YOUR INSTRUCTIONS: List each line of the material below that contains the word "blue", treating uppercase and lowercase as different.

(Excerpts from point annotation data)
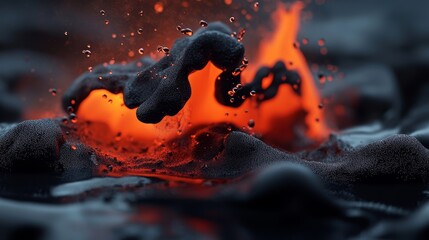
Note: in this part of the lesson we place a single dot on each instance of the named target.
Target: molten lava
(278, 120)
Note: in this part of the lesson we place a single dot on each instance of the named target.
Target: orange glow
(280, 46)
(274, 119)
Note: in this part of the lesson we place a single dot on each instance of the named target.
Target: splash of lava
(274, 119)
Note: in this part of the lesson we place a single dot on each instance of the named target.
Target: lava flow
(278, 121)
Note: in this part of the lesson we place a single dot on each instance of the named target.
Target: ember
(250, 119)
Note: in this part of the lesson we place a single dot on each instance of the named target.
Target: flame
(272, 118)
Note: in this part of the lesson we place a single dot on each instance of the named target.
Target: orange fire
(272, 118)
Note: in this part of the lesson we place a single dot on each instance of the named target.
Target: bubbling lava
(274, 119)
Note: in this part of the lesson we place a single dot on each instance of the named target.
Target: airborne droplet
(203, 23)
(166, 50)
(53, 91)
(87, 53)
(73, 118)
(187, 31)
(256, 5)
(236, 72)
(251, 123)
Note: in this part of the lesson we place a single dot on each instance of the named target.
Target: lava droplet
(251, 123)
(187, 31)
(53, 91)
(87, 53)
(203, 23)
(158, 7)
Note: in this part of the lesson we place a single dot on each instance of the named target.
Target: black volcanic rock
(31, 147)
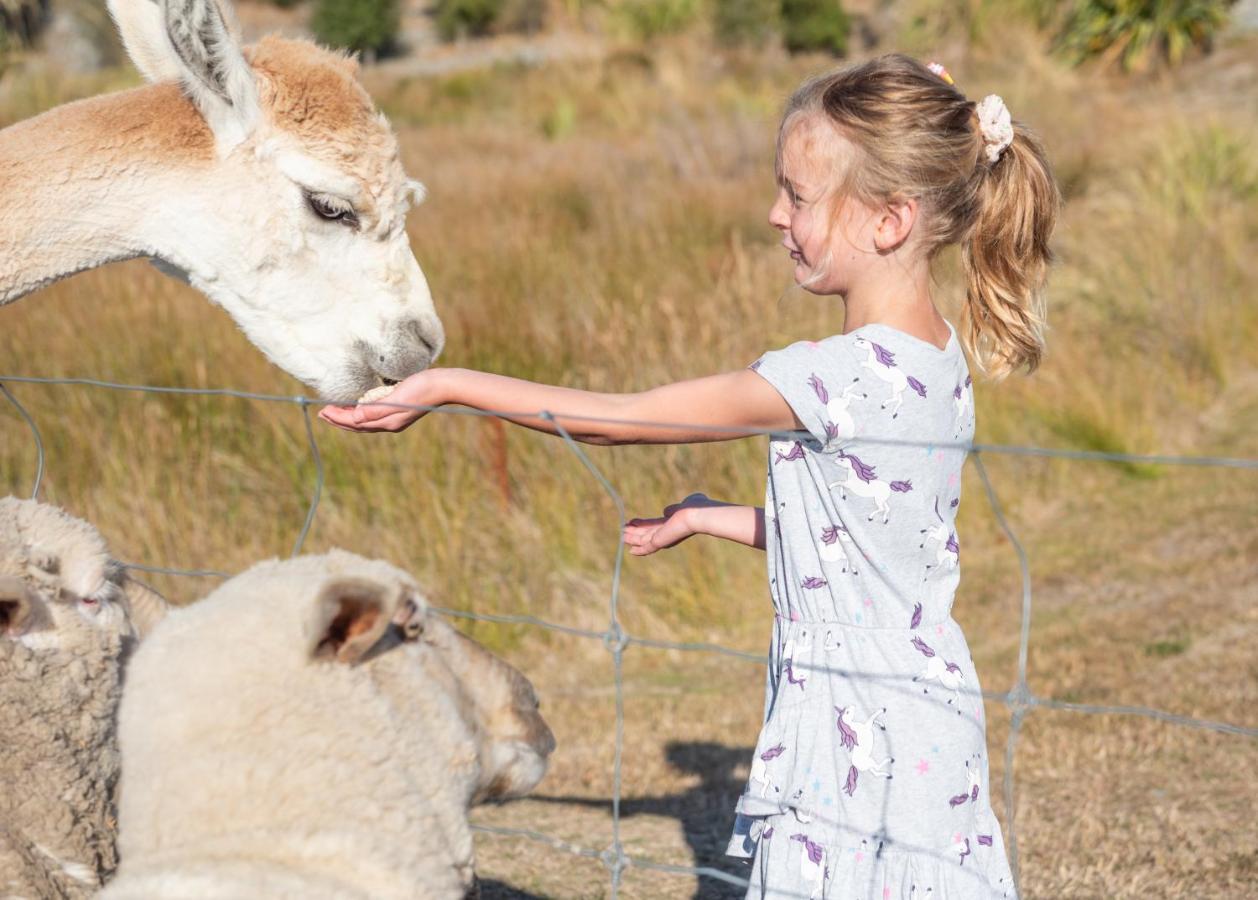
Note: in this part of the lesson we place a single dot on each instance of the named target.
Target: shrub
(648, 19)
(745, 22)
(1136, 33)
(815, 25)
(367, 27)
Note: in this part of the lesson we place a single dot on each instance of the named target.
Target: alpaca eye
(332, 210)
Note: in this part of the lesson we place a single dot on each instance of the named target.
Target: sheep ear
(350, 618)
(15, 607)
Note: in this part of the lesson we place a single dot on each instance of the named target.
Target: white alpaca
(882, 364)
(262, 176)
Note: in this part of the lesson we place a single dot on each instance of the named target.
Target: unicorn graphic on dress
(839, 424)
(974, 777)
(862, 480)
(947, 553)
(812, 864)
(962, 849)
(832, 550)
(760, 768)
(882, 363)
(789, 660)
(937, 669)
(857, 738)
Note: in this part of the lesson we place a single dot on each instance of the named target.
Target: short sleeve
(809, 375)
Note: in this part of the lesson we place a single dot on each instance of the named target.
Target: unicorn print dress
(869, 778)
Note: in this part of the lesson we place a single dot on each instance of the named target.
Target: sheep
(68, 618)
(310, 730)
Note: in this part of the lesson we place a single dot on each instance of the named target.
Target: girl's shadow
(705, 811)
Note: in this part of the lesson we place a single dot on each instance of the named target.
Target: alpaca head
(281, 195)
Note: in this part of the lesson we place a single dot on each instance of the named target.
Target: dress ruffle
(809, 860)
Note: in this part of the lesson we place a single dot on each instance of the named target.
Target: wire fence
(1019, 699)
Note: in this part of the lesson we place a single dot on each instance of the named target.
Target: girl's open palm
(384, 414)
(644, 536)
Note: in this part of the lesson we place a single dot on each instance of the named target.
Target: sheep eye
(332, 210)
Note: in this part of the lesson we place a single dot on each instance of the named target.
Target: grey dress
(869, 778)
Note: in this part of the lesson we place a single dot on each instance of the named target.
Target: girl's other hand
(644, 536)
(384, 414)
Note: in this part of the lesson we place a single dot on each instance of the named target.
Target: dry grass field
(601, 223)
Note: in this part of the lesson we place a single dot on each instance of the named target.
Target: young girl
(869, 778)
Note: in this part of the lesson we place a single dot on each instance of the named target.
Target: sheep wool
(64, 636)
(311, 730)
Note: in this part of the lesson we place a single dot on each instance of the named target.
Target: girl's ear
(895, 224)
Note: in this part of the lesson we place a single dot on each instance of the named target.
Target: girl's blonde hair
(918, 137)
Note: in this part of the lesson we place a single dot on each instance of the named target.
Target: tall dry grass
(624, 248)
(603, 224)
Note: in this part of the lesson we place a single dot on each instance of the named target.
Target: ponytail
(1005, 257)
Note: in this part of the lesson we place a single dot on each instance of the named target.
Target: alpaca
(263, 176)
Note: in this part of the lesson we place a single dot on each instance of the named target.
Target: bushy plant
(1140, 33)
(648, 19)
(815, 25)
(362, 25)
(745, 22)
(466, 18)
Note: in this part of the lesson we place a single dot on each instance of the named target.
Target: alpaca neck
(79, 185)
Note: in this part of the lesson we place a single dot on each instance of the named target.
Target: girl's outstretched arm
(715, 408)
(696, 515)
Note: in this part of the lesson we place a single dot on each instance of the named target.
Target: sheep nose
(14, 606)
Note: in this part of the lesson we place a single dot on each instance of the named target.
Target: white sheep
(311, 730)
(68, 617)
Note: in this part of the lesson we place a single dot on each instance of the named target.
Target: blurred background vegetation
(599, 176)
(1132, 34)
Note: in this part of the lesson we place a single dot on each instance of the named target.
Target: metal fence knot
(615, 638)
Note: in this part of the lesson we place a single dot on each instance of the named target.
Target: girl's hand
(384, 414)
(679, 521)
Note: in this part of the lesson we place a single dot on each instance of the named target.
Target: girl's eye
(332, 210)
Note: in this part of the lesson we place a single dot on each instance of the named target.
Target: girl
(869, 778)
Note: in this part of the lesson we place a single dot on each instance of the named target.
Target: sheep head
(59, 587)
(517, 742)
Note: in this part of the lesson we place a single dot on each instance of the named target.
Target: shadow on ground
(705, 812)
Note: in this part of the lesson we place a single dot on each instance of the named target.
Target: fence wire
(1019, 700)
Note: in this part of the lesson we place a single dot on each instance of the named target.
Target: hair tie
(995, 125)
(941, 72)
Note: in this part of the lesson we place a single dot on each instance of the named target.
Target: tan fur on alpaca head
(263, 176)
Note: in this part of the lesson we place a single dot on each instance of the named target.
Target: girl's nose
(779, 214)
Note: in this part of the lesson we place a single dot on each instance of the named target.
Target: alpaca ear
(142, 29)
(15, 607)
(193, 42)
(350, 618)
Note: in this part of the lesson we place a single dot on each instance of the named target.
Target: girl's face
(823, 244)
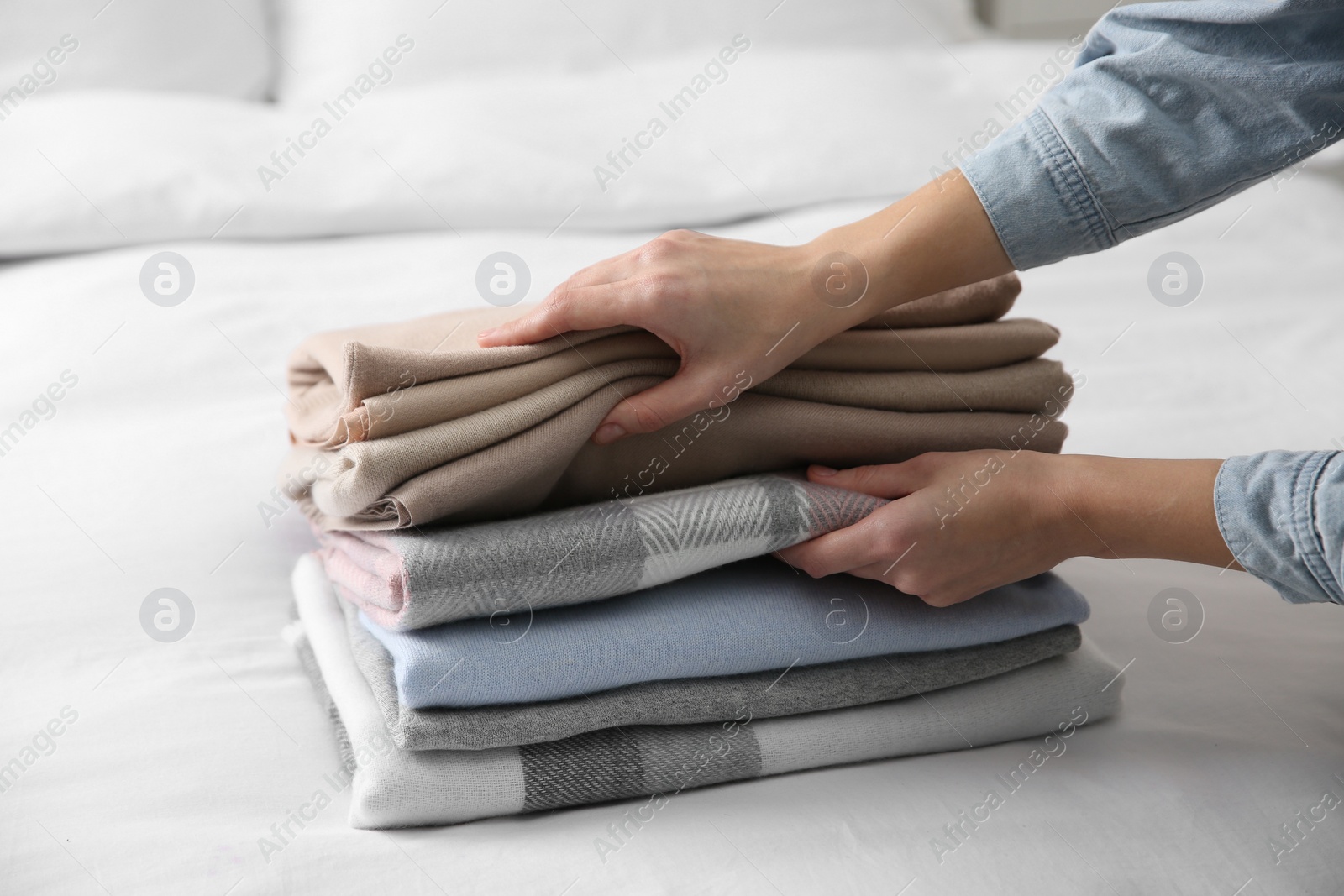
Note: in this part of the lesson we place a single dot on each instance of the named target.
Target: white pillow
(197, 46)
(331, 45)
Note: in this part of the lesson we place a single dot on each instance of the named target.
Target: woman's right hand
(739, 312)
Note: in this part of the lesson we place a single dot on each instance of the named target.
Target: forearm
(933, 239)
(1171, 109)
(1139, 508)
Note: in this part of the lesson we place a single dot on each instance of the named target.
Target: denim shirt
(1169, 109)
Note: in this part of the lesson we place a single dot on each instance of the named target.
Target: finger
(882, 537)
(680, 396)
(575, 308)
(609, 270)
(882, 479)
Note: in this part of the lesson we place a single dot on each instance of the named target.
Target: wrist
(1142, 508)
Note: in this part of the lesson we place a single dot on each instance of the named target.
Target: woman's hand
(968, 521)
(734, 309)
(725, 305)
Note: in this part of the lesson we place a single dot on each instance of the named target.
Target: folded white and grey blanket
(394, 788)
(682, 701)
(416, 579)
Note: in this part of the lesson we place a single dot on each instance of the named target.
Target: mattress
(175, 758)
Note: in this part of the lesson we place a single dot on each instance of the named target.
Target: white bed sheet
(185, 754)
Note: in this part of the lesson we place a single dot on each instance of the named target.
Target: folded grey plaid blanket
(680, 701)
(394, 788)
(423, 578)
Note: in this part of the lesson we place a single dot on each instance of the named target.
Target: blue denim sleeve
(1171, 107)
(1283, 516)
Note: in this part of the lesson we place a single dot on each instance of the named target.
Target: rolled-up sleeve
(1283, 516)
(1169, 109)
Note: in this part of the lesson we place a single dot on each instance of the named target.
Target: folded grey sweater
(394, 788)
(779, 692)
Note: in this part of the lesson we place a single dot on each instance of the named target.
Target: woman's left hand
(960, 524)
(968, 521)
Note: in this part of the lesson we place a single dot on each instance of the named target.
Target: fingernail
(608, 432)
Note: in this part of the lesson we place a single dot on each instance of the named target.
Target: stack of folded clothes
(504, 617)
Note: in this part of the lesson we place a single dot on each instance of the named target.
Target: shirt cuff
(1037, 196)
(1283, 516)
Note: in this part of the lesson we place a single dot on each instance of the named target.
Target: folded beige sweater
(369, 382)
(409, 423)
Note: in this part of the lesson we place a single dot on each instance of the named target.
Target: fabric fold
(739, 618)
(333, 375)
(443, 574)
(679, 701)
(554, 464)
(394, 788)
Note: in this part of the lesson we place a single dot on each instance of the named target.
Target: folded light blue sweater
(745, 617)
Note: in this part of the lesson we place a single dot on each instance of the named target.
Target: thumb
(660, 406)
(569, 308)
(882, 479)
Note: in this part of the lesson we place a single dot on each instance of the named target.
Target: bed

ANSWER BELOW:
Target: blue denim sleeve
Target: folded light blue sweater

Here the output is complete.